Some records:
▬▬▬▬▬▬▬▬▬▬

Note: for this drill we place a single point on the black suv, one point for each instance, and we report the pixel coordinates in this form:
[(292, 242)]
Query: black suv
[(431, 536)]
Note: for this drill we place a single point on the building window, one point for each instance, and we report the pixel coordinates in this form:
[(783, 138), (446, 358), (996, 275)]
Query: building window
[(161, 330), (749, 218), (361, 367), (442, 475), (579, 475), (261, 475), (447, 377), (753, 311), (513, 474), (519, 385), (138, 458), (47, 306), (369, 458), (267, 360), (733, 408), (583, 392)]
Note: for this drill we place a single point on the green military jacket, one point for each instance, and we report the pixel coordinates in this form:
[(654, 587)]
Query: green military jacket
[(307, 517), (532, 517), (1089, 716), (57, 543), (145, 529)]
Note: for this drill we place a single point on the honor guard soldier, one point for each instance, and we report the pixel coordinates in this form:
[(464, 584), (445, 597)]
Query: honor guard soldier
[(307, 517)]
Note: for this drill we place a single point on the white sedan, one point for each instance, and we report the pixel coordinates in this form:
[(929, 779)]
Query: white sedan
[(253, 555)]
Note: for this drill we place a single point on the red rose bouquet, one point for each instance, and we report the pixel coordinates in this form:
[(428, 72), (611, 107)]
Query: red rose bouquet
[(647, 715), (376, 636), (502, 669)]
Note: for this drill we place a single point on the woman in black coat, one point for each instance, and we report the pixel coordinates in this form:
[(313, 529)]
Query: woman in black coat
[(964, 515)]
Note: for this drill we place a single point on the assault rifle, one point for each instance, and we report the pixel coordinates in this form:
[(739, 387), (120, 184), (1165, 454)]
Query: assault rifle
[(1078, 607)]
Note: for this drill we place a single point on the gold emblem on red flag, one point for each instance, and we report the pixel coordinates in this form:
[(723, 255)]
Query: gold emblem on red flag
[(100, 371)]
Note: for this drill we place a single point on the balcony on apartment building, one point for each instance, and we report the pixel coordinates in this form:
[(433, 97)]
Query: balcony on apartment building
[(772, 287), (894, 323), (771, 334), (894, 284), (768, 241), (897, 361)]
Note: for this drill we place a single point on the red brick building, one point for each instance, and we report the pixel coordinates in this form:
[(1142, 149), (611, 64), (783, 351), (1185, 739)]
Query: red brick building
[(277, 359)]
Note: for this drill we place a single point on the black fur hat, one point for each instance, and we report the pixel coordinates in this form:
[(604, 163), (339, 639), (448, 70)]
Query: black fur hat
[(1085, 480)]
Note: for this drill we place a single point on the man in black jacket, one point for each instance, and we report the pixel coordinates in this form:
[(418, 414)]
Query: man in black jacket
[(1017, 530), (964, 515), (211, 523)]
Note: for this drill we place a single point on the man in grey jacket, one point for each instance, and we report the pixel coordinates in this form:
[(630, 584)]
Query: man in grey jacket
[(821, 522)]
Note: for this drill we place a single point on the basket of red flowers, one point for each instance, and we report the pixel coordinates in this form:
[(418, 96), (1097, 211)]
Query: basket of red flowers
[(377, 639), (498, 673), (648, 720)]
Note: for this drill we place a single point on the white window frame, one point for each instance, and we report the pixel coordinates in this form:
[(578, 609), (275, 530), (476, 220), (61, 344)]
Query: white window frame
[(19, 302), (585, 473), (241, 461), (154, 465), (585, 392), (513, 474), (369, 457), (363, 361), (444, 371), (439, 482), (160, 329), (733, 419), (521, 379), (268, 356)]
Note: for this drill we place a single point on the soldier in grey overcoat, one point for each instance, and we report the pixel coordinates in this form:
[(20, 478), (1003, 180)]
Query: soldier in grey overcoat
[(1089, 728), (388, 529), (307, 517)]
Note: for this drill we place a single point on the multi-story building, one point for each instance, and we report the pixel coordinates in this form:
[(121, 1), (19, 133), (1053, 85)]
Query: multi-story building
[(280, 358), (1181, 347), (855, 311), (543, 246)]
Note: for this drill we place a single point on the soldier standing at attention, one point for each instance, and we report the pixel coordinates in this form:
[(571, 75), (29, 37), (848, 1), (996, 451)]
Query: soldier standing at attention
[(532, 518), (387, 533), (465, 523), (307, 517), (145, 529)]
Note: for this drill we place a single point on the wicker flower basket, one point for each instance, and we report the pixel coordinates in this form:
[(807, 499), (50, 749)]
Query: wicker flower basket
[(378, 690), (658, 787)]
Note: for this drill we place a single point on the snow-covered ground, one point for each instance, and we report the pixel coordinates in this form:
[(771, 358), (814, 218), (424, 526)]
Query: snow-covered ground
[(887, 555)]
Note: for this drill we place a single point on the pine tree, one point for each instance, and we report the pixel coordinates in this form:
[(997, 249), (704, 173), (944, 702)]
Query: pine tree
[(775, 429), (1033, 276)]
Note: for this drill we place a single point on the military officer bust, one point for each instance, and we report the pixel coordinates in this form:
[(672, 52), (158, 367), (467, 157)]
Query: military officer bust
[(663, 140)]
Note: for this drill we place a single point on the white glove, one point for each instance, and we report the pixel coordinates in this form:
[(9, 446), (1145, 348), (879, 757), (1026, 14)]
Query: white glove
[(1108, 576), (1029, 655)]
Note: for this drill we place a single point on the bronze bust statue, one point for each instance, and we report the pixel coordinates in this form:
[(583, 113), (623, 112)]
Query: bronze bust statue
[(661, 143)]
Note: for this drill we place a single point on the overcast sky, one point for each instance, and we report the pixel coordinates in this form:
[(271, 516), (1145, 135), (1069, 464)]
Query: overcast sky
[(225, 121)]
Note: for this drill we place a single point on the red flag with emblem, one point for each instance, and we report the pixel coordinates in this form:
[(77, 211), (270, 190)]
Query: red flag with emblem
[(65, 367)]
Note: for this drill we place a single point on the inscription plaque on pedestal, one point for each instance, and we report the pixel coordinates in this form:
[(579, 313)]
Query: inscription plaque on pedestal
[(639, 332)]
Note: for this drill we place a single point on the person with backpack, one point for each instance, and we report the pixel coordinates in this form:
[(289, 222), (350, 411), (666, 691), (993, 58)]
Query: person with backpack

▬▬▬▬▬▬▬▬▬▬

> _Given problem_
Express every line of the material above as a Markdown table with two columns, Row and Line, giving each row its number and omitting any blank lines.

> _Output below_
| Row | Line |
|---|---|
| 1 | Note: for this drill we place a single point on the black suv, one point for each instance, and we report the pixel coordinates in this form: |
| 2 | [(292, 242)] |
| 3 | Query: black suv |
| 4 | [(431, 536)] |
| 5 | Note: for this drill we place a single point on the building window, one point for each instance, and we report the pixel coordinates in this form: |
| 6 | [(783, 138), (446, 358), (996, 275)] |
| 7 | Query: building window |
| 8 | [(161, 330), (749, 218), (361, 367), (442, 475), (579, 475), (261, 475), (447, 377), (753, 311), (513, 474), (519, 385), (138, 458), (47, 306), (369, 458), (267, 360), (733, 408), (583, 392)] |
| 9 | Note: for this drill we place a single point on the green military jacket, one point for each instance, and we report the pixel coordinates in this form: |
| 10 | [(654, 587)] |
| 11 | Query: green military jacket |
| 12 | [(307, 517), (532, 517), (1089, 716), (57, 543), (145, 529)] |
| 13 | Note: for this drill we place a single point on the honor guard soldier, one point for each instance, and we report the pixel coordinates in this form: |
| 14 | [(464, 584), (445, 597)] |
| 15 | Query: honor guard soldier |
| 16 | [(307, 517)] |
| 17 | Note: for this drill we place a single point on the white sedan, one point for each instance, and we report the pixel coordinates in this form: |
| 18 | [(929, 779)] |
| 19 | Query: white sedan |
| 20 | [(253, 555)] |
| 21 | Note: for this drill we place a single point on the red rose bouquet, one point for each instance, and we report the pixel coordinates in this form: |
| 22 | [(428, 72), (611, 107)] |
| 23 | Query: red rose bouquet |
| 24 | [(647, 715), (376, 636), (502, 669)] |
| 25 | Note: for this drill we place a single point on the woman in black coat, one point for each instance, and we report the pixel coordinates in this form: |
| 26 | [(313, 529)] |
| 27 | Query: woman in black coat |
| 28 | [(964, 515)] |
| 29 | Note: for this drill we place a single point on the assault rifle, one point for each instance, and we report the pixel coordinates in this form: |
| 30 | [(739, 387), (120, 184), (1165, 454)] |
| 31 | Query: assault rifle |
| 32 | [(1078, 607)] |
| 33 | Note: for this drill we place a single point on the gold emblem on red flag, one point for each instance, and we report the pixel coordinates in this form: |
| 34 | [(723, 255)] |
| 35 | Query: gold emblem on red flag |
| 36 | [(100, 371)] |
| 37 | Note: for this drill we place a single point on the balcony on apartment building, one point for each instance, and we report the pixel coordinates in this form: |
| 38 | [(433, 97)] |
| 39 | Query: balcony on apartment building |
| 40 | [(772, 287), (894, 323), (771, 334), (894, 284), (768, 241), (897, 361)] |
| 41 | Note: for this drill we place a single point on the red brick building, one point for each instance, and we report the pixel coordinates in this form: |
| 42 | [(1142, 149), (611, 64), (783, 351), (1185, 739)] |
| 43 | Query: red brick building |
| 44 | [(277, 359)] |
| 45 | Note: for this drill we place a single point on the black fur hat, one point for each instance, and we report the pixel coordinates in this form: |
| 46 | [(604, 163), (339, 639), (448, 70)] |
| 47 | Query: black fur hat |
| 48 | [(1085, 480)] |
| 49 | Note: for this drill we place a single point on the man in black jacket, one point for each instance, and we report the pixel coordinates in this form: |
| 50 | [(418, 414)] |
| 51 | Query: man in black jacket |
| 52 | [(1017, 530), (964, 515), (211, 523)] |
| 53 | Note: for this drill we place a single point on the man in grey jacket, one point for each instance, and we report the pixel coordinates in this form: |
| 54 | [(630, 584)] |
| 55 | Query: man in grey jacket |
| 56 | [(821, 522)] |
| 57 | Note: for this drill we place a single point on the basket of red flowers, one point for each instance, and we report the pixel coordinates in this form: |
| 58 | [(418, 96), (1097, 211)] |
| 59 | Query: basket of red flowers |
| 60 | [(377, 639), (498, 673), (648, 720)] |
| 61 | Note: for this drill we place a single point on the white window frame, one point for each instance, and we report the pixel coordinates in this form: |
| 62 | [(578, 609), (275, 530), (476, 220), (61, 344)] |
| 63 | Query: white window frame |
| 64 | [(19, 302), (585, 473), (241, 461), (154, 465), (585, 392), (513, 474), (369, 457), (363, 361), (444, 371), (439, 482), (160, 329), (733, 419), (521, 379), (268, 356)] |
| 65 | Note: for this drill we place a single point on the soldier in grey overcoat, one point for each instance, and we report the pixel coordinates in this form: |
| 66 | [(20, 478), (1003, 180)] |
| 67 | Query: soldier in grey overcoat |
| 68 | [(1089, 728), (388, 529), (307, 517)] |
| 69 | Note: for this drill we place a single point on the multi-story building, one point for each instance, and we report the pixel coordinates in this form: |
| 70 | [(121, 1), (19, 133), (1053, 85)] |
| 71 | Query: multi-story building |
| 72 | [(280, 358), (1181, 347), (855, 311), (543, 246)] |
| 73 | Note: for this drill we place a single point on the soldier standing at attention, one point for each instance, and we report the pixel coordinates in this form: |
| 74 | [(571, 75), (29, 37), (848, 1), (996, 451)] |
| 75 | Query: soldier standing at attention |
| 76 | [(532, 518), (387, 533), (465, 523), (307, 517), (145, 529)] |
| 77 | Note: for this drill we place a single point on the wicker flower basket, one point for each instance, and we report the pixel coordinates in this form: |
| 78 | [(807, 499), (50, 749)] |
| 79 | Query: wicker flower basket |
| 80 | [(378, 690), (658, 787)] |
| 81 | Note: for this drill we place a single point on the snow-covered ground, one point for each instance, and we report the pixel coordinates in this form: |
| 82 | [(771, 358), (814, 218), (424, 526)] |
| 83 | Query: snow-covered ground |
| 84 | [(887, 555)] |
| 85 | Note: for this drill we place a single point on the pine tree, one point for each instance, and we report the pixel coordinates in this form: |
| 86 | [(997, 249), (704, 173), (944, 702)] |
| 87 | Query: pine tree |
| 88 | [(775, 429), (1033, 276)] |
| 89 | Note: for this drill we place a single point on the military officer bust, one point for each instance, and we report the pixel coordinates in this form: |
| 90 | [(672, 52), (158, 367), (467, 157)] |
| 91 | Query: military officer bust |
| 92 | [(663, 140)] |
| 93 | Note: for this drill we place a single point on the white glove, one point for each instance, and we report the pixel coordinates in this form: |
| 94 | [(9, 446), (1145, 348), (879, 757), (1026, 14)] |
| 95 | Query: white glove |
| 96 | [(1108, 576), (1029, 655)] |
| 97 | Note: for this drill we place a single point on the bronze bust statue, one point for each instance, and we report the pixel coordinates in this form: |
| 98 | [(583, 113), (623, 112)] |
| 99 | Query: bronze bust statue |
| 100 | [(661, 143)] |
| 101 | Note: for this drill we place a single point on the overcast sky, one point for each instance, and we report the pixel coordinates in this form: |
| 102 | [(271, 516), (1145, 135), (1069, 464)] |
| 103 | Query: overcast sky |
| 104 | [(225, 121)] |
| 105 | Note: for this drill we place a single point on the red flag with emblem, one point for each instance, and we report the pixel coordinates in this form: |
| 106 | [(77, 211), (270, 190)] |
| 107 | Query: red flag with emblem |
| 108 | [(65, 367)] |
| 109 | Note: for this drill we place a single point on the inscription plaque on pedestal, one point for each instance, and we report the pixel coordinates in this form: |
| 110 | [(579, 313)] |
| 111 | Query: inscription plaque on pedestal |
| 112 | [(639, 332)] |
| 113 | Note: for this drill we place a single point on the person with backpack, one point for each instance, and we report the pixel coordinates in this form: |
| 114 | [(289, 222), (350, 411), (666, 691), (993, 58)] |
| 115 | Query: person with backpack |